• **Instruction**
Return every line below that contains the word "cone".

• **Dataset rows**
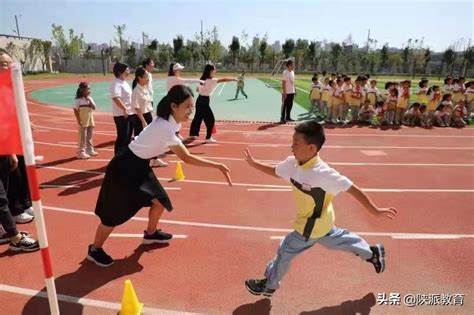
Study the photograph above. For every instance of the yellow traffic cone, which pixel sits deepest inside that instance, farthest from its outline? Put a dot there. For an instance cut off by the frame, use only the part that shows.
(179, 175)
(130, 304)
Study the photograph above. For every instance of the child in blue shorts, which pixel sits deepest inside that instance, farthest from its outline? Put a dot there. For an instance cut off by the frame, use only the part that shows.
(314, 185)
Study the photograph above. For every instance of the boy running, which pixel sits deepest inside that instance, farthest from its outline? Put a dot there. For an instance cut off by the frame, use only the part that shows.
(314, 185)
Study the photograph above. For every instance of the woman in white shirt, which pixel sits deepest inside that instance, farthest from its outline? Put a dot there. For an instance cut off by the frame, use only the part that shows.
(130, 184)
(124, 115)
(174, 77)
(203, 109)
(142, 103)
(142, 98)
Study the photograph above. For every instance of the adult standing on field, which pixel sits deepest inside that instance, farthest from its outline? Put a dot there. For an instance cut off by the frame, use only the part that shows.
(149, 66)
(124, 115)
(288, 91)
(203, 108)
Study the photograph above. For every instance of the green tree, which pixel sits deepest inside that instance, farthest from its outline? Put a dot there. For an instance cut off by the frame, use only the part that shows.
(178, 44)
(68, 48)
(336, 51)
(468, 59)
(384, 57)
(131, 54)
(234, 49)
(395, 61)
(301, 51)
(183, 56)
(312, 53)
(165, 53)
(120, 30)
(193, 48)
(449, 57)
(262, 50)
(426, 60)
(288, 47)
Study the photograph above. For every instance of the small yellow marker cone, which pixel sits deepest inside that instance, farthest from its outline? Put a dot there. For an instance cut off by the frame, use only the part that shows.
(130, 304)
(179, 175)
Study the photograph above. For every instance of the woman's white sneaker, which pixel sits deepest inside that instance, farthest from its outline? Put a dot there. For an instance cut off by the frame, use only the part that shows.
(23, 218)
(159, 163)
(83, 156)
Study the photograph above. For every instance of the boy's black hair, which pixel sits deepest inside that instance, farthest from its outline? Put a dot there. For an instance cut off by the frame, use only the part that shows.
(119, 68)
(394, 90)
(313, 133)
(81, 88)
(446, 96)
(422, 81)
(379, 104)
(177, 95)
(206, 73)
(140, 72)
(146, 62)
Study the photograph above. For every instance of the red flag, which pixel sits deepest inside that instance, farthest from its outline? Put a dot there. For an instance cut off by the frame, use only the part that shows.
(10, 140)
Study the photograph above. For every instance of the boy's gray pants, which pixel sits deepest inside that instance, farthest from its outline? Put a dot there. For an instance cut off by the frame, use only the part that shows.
(295, 243)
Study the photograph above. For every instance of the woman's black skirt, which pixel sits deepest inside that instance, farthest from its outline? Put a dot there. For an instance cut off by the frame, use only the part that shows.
(129, 185)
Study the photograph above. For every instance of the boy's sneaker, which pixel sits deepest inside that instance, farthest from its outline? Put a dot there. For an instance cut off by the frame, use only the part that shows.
(4, 239)
(258, 287)
(23, 218)
(157, 237)
(83, 156)
(25, 244)
(92, 152)
(211, 140)
(99, 257)
(158, 162)
(378, 258)
(30, 211)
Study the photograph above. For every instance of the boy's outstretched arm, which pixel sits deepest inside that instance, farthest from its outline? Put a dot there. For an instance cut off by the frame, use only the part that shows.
(368, 204)
(265, 168)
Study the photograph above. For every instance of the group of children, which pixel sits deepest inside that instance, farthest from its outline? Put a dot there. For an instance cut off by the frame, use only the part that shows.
(339, 100)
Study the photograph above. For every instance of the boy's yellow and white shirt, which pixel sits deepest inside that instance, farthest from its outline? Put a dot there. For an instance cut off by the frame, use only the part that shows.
(314, 185)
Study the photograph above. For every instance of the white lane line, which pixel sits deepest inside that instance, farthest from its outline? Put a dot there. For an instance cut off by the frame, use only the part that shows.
(127, 235)
(279, 230)
(68, 142)
(217, 85)
(69, 146)
(186, 223)
(394, 190)
(373, 152)
(58, 186)
(83, 301)
(331, 163)
(223, 85)
(406, 236)
(358, 135)
(267, 189)
(276, 145)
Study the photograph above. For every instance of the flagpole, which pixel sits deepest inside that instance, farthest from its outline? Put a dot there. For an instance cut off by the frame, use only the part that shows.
(28, 152)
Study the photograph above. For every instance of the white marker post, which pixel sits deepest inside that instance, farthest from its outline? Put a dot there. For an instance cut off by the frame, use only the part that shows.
(28, 153)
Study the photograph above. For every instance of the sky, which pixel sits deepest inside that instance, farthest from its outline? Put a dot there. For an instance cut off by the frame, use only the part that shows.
(439, 23)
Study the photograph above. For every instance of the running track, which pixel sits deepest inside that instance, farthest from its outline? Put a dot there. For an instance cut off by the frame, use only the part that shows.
(225, 235)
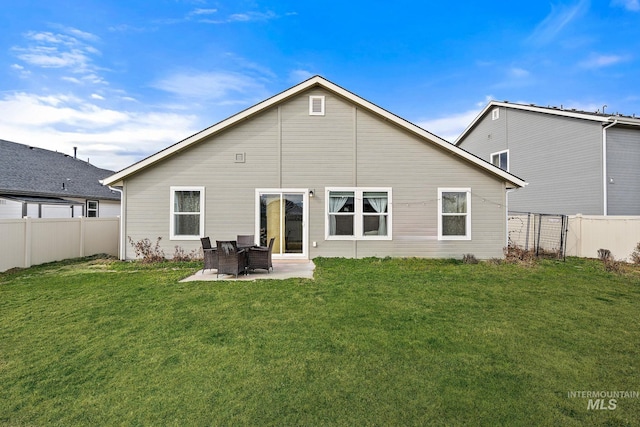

• **Task solution**
Study the photograph above. For every instance of the yellow traffic cone, which pixel sits deepest inside that instance, farthest from its outline? Put a dot there. For an instance cut off by the frame, use only the part that shows.
Study the photograph above. For every instance of the small yellow marker cone, which pixel sits deepest inside that instance, farthest from its outline? Put a dot there. For an instance cut off by the frame, use only the part that shows.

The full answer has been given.